| Text passage |
Place types and land allocation in Ireland

Researchers of Irish history and family genealogy will often encounter unknown words referring to historic place types. Often, these terms will desribe a division of land, for land was the measure of economic and political power in Ireland. Here are a few definitions:
    Acre - An Irish acre, the measure used from the 17th century, equalled 1.62 statute (English) acres. Also called a plantation acre.

    Balliboe - A spatial measured used in Tyrone, equalling about 80 acres. Similar to the tate in Fermanagh and Monaghan.

    Bally - The many towns beginning with Bally derive from the Irish baile, meaning homeplace or townland.

    Ballybetagh - a land measurement comprising four quarters and totalling about 1,000 Irish acres.

    Barony - A division similar to the hundred in England. Also known as a cantred. Baronies later became administrative units of Irish counties.

    Borough - A town granted corporation status through royal charter. Boroughs elected MPs to sit in an Irish house of commons. A citizen of a borough was called a burgess.

    Cantred - See barony.

    Cartron - A land measurement, equal to about 30 acres in Connacht and 60 acres in Longford.

    Carucate - The amount of land a that an eight-oxen team could plough in a year, usually about 100 to 120 acres. Also known as a ploughland or villate.

    Collop - A division of land in the 18th and early 19th centuries, considered capable of supporting a family. The measurement was based on the amount of land necessary for a mature animal to graze. In northern Ireland, this measure was known in northern Ireland as a sum.

    County - County divisions were imposed on Ireland by the English from the 13th to 17th centuries. Counties were formed by combining baronies.

    County borough - Towns or cities, along with small surrounding areas, created by medieval charters. There were eight county boroughs: Carrickfergus, Cork, Drogheda, Dublin, Galway, Kilkenny, Limerick and Waterford.

    Great acre - A measure equal to about 20 English acres.

    Liberty - A civil unit, with authority granted by the crown.

    Manor borough - A small town absorbed by a manor. The six manor boroughs in Ireland were Athboy, Doneraile, Granard, Mallow, Mullingar and Ratoath.

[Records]
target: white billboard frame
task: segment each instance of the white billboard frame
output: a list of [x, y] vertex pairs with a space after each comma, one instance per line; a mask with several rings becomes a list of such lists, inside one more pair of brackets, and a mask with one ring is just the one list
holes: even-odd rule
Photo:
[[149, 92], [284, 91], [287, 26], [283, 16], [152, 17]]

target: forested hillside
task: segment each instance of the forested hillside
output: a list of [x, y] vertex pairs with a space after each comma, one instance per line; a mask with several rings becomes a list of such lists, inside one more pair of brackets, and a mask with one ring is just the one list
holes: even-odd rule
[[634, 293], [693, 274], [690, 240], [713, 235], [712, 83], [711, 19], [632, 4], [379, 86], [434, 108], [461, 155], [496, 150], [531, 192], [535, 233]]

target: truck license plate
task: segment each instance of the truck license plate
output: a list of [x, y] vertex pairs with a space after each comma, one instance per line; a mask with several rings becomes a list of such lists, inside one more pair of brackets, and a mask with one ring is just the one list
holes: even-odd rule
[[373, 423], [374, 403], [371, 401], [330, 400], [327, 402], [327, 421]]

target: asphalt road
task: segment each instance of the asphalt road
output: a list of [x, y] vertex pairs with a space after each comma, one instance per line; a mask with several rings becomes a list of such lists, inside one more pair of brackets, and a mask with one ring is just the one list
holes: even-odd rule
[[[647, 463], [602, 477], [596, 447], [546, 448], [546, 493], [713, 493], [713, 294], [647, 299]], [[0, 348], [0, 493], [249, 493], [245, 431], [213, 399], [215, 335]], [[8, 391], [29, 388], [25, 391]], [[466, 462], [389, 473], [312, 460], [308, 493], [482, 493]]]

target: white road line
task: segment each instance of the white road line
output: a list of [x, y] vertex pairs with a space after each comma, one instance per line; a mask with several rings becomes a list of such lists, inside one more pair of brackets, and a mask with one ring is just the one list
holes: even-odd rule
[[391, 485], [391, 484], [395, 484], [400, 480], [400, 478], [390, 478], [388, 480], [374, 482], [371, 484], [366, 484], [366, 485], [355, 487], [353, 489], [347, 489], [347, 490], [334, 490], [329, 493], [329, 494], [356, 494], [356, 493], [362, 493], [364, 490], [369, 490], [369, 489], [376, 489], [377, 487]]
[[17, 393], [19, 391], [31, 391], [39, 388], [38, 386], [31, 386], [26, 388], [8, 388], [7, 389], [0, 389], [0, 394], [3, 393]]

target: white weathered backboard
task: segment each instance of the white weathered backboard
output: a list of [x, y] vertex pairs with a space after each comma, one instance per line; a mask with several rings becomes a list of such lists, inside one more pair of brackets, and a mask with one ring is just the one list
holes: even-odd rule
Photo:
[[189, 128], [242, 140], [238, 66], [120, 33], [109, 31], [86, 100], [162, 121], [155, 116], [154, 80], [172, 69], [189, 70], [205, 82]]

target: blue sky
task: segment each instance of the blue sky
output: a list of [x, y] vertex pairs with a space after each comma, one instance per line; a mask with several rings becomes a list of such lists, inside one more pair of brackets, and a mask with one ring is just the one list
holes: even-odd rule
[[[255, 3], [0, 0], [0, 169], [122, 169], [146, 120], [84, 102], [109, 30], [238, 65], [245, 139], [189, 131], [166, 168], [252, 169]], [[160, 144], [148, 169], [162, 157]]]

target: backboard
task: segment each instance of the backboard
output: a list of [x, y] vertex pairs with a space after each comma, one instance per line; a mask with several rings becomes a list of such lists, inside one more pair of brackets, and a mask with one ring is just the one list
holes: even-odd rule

| What to work on |
Continue the glossary of Irish place types and land divisions from the point where it stops.

| Answer to this task |
    Pale - The English pale in Ireland encompassed the counties Dublin, Kildare, Louth and Meath.

    Palitanate - Area overseen by a lord who was granted extensive rights by the crown. The palatinate of Tipperary existed until 1715.

    Parish - An ecclesiastical division overseen by a priest. Parishes listed on ePodunk are ecclesiastical parishes, For more info, see our parishes page.

    Ploughland - See carucate.

    Poll - A measure of land, equalling about 50 to 60 acres.

    Poor law union - An administrative unit created when the English Poor Law Act of 1834 was extended to Ireland in 1838. It usually encompassed a market town and surrounding area, in which taxpayers were assessed for the poor law rate.

    Rundale - A system in which land was held in common and divided among tenant-farmers. Also known as runrig.

    Tate (or tathe) - A land measure, used in Fermanagh and Monaghan, equalling about 60 Irish acres. Similar to the balliboe in Tyrone.

    Towne - A land measure used in counties Antrim, Carlow and Offaly, equalling about 20 great acres.

    Townland - A division of a county. Townlands were listed in the Townland Index, which was published in 1851, 1871 and 1901.

    Townreed - Township.

    Villate - See carucate.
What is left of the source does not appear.